### RECORD EXTRACTS
···

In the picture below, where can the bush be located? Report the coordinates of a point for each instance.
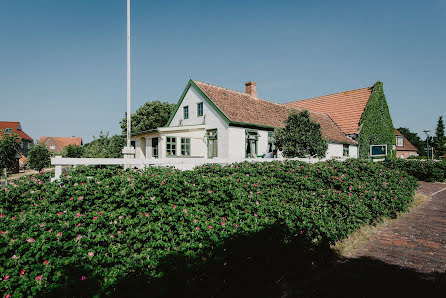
(39, 157)
(429, 171)
(73, 151)
(99, 228)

···

### OBJECTIVE
Output the material above as a Markdown table with two columns, Row and Line, one row per line and blank lines omitted. Leave the pictures out.

### PROBLEM SOLUTION
| Row | Line |
|---|---|
| 1 | In the picture below, where can the bush be located? Report the coordinates of a point for each instance. |
| 2 | (39, 157) |
| 3 | (429, 171) |
| 4 | (73, 151) |
| 5 | (99, 228) |